===== Provided passage =====

The Wyoming Medical Center received the go-ahead Tuesday from the Natrona County Commission to obtain a loan to buy the Mountain View Regional Hospital.

The Wyoming Medical Center does not anticipate rate increases for its patients as a result of the approval of the $37,000,000 bridge loan, medical center spokeswoman Kristy Bleizeffer said after the meeting.

In April, the Medical Center announced it would buy the Mountain View Regional Hospital, which began as neurosurgical hospital after a bitter fight that started 15 years ago between a group of neurosurgeons and the WMC's administration.

The WMC hired Dr. Robert Narotsky in 1999 to bolster its neurosurgery program, and Narotsky in turned hired three other neurosurgeons. The WMC's administration initially allowed the neurosurgeons to recruit their own operating room team. The WMC's board of directors terminated that contract in October 2005. The neurosurgeons resigned their privileges the next month, began construction of Mountain View, and added more physicians.

===== Material provided =====

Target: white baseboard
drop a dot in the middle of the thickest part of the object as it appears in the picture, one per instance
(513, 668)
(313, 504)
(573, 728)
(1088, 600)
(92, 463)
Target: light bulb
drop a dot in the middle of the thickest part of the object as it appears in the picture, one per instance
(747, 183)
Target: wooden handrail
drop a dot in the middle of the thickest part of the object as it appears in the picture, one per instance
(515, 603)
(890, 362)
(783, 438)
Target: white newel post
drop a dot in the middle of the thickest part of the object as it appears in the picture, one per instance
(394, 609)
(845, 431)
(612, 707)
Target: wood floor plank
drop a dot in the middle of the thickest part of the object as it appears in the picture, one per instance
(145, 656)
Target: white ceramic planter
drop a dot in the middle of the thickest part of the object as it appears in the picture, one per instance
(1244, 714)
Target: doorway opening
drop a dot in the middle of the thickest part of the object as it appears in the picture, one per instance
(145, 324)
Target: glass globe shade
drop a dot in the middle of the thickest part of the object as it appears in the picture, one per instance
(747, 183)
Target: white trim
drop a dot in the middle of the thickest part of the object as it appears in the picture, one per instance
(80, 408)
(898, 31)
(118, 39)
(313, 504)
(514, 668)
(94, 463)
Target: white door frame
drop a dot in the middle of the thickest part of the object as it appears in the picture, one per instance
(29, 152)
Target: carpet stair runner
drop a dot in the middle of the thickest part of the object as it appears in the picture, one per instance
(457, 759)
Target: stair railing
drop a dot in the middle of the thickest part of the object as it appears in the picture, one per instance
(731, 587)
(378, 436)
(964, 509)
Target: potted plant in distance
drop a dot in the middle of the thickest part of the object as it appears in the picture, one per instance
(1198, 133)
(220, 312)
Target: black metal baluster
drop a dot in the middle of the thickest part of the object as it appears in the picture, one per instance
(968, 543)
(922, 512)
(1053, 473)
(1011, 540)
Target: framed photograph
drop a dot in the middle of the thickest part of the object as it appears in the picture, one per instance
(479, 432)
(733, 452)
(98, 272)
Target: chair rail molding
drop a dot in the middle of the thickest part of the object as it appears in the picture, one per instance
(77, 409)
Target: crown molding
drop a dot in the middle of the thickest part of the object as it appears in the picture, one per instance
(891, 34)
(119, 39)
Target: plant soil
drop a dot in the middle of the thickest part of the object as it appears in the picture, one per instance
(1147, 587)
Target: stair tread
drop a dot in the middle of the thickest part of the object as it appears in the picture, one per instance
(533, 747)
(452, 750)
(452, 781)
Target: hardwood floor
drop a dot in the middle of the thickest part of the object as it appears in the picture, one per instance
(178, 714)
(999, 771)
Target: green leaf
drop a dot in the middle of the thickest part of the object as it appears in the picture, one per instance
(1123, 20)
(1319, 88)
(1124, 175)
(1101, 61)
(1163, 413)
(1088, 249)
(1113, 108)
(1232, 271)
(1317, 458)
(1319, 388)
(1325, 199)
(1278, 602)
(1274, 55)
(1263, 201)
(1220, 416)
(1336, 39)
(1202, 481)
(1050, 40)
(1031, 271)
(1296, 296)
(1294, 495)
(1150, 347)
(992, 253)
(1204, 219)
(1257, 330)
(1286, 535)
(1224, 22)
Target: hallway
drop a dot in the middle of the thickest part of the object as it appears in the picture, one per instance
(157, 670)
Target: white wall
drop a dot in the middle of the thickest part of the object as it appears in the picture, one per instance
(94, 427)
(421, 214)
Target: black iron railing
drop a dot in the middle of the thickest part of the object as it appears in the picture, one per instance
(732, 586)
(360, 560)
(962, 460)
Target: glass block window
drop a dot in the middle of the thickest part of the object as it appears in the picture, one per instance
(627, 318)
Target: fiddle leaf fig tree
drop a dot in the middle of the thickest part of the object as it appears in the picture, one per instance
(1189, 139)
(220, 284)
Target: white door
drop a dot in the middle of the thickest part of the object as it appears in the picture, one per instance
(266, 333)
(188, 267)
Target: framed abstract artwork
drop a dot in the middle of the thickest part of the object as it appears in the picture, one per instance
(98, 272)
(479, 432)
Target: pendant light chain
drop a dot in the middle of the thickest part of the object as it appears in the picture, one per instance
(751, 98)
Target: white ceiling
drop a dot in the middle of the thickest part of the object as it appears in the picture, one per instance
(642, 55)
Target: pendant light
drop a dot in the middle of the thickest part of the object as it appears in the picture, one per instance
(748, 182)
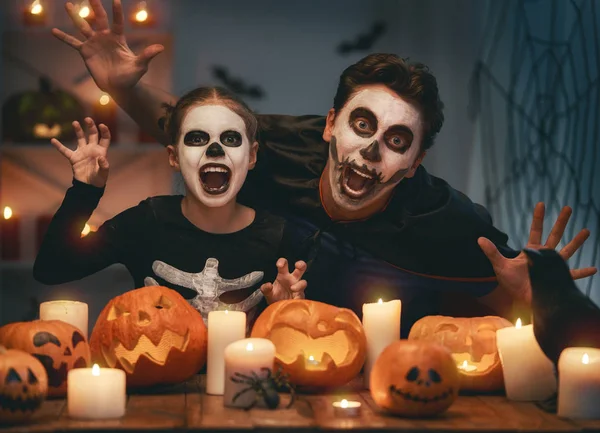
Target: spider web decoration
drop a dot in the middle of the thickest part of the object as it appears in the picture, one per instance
(536, 97)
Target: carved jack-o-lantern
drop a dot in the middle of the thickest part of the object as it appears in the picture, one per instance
(23, 385)
(153, 334)
(317, 344)
(58, 345)
(414, 379)
(472, 342)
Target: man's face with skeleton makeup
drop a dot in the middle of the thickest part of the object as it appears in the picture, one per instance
(213, 154)
(375, 142)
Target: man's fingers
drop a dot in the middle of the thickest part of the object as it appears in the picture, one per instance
(491, 252)
(61, 148)
(100, 14)
(299, 270)
(80, 23)
(559, 227)
(583, 273)
(576, 243)
(537, 224)
(67, 39)
(118, 20)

=====

● Activity: In the article on the Wyoming Medical Center loan, why did the medical center hire Dr. Robert Narotsky in 1999? Please answer in one to three sentences.

● Result of this exercise: The Wyoming Medical Center hired Dr. Robert Narotsky in 1999 to bolster its neurosurgery program. Narotsky then hired three other neurosurgeons.